WHAT THE EXERCISE ASKS. Could you recast every line of the records below as a JSON list of strings, one string per line, with blank lines left out?

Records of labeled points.
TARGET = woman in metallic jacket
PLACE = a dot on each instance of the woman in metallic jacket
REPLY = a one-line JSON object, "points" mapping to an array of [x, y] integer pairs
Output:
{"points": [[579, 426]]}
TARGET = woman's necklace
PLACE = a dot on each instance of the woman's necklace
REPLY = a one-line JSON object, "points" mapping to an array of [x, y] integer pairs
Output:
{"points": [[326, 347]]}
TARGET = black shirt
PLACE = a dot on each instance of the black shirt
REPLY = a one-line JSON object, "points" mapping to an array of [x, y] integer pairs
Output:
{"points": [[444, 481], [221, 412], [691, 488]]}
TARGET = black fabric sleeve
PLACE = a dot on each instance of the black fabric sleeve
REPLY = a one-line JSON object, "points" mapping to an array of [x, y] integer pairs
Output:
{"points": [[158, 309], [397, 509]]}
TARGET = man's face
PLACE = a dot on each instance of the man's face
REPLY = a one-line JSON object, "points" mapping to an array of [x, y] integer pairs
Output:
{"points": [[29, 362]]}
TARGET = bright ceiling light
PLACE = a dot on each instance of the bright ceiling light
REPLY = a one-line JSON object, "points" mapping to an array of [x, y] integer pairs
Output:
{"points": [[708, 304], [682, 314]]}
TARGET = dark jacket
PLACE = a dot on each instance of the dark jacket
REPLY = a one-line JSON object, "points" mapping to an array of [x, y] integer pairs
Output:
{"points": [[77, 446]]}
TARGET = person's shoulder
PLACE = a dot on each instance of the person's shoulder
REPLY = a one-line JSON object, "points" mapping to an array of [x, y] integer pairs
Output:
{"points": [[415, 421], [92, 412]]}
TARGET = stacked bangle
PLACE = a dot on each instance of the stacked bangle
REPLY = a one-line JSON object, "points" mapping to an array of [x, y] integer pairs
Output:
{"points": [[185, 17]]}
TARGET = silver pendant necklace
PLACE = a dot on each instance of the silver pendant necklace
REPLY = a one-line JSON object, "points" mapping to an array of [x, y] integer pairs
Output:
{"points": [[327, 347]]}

RESULT BELOW.
[
  "TARGET = woman in metallic jacket",
  "PLACE = a dot on each instance of the woman in metallic jacket",
  "REPLY = a one-line JSON object, \"points\" mapping to an array of [x, y] integer pairs",
  "Output:",
  "{\"points\": [[579, 426]]}",
  "TARGET = woman's necklace",
  "PLACE = a dot on each instance of the woman's necklace",
  "REPLY = a one-line JSON object, \"points\" mapping to an array of [x, y] integer pairs",
  "Output:",
  "{\"points\": [[326, 347]]}",
  "TARGET = black shirt",
  "PLACE = a dot on each instance of the black shirt",
  "REPLY = a one-line JSON object, \"points\" mapping to an array of [x, y] integer pairs",
  "Output:",
  "{\"points\": [[444, 481], [221, 412], [691, 488]]}",
  "TARGET = black fabric sleeve",
  "PLACE = a dot on each instance of the black fabric sleeve",
  "REPLY = a one-line JSON object, \"points\" mapping to an array of [x, y] integer pairs",
  "Output:",
  "{\"points\": [[158, 309], [397, 509]]}",
  "TARGET = man's face",
  "PLACE = a dot on each instance of the man's face",
  "REPLY = a one-line JSON object, \"points\" mapping to an array of [x, y] integer pairs",
  "Output:",
  "{\"points\": [[29, 362]]}",
  "TARGET = bright ceiling light",
  "PLACE = a dot on each instance of the bright ceiling light",
  "REPLY = a one-line JSON object, \"points\" mapping to an array of [x, y] integer pairs",
  "Output:",
  "{\"points\": [[708, 304], [682, 314]]}",
  "TARGET = dark jacket",
  "PLACE = a dot on each instance of the dark jacket",
  "REPLY = a one-line JSON object, \"points\" mapping to an array of [x, y] integer pairs",
  "Output:",
  "{\"points\": [[77, 446]]}",
  "TARGET = person's shoulder",
  "PLACE = a dot on each instance of the person's shoulder",
  "REPLY = a one-line JSON object, \"points\" mapping to an array of [x, y] integer pairs",
  "Output:",
  "{\"points\": [[415, 421], [92, 412]]}",
  "TARGET = stacked bangle",
  "PLACE = a dot on each instance of the stacked bangle",
  "REPLY = a one-line JSON object, \"points\" mapping to an array of [x, y] integer pairs",
  "Output:",
  "{\"points\": [[185, 17]]}",
  "TARGET = silver pendant necklace",
  "PLACE = a dot on each instance of the silver pendant necklace",
  "REPLY = a one-line JSON object, \"points\" mapping to an array of [x, y] integer pairs",
  "Output:",
  "{\"points\": [[327, 347]]}"
]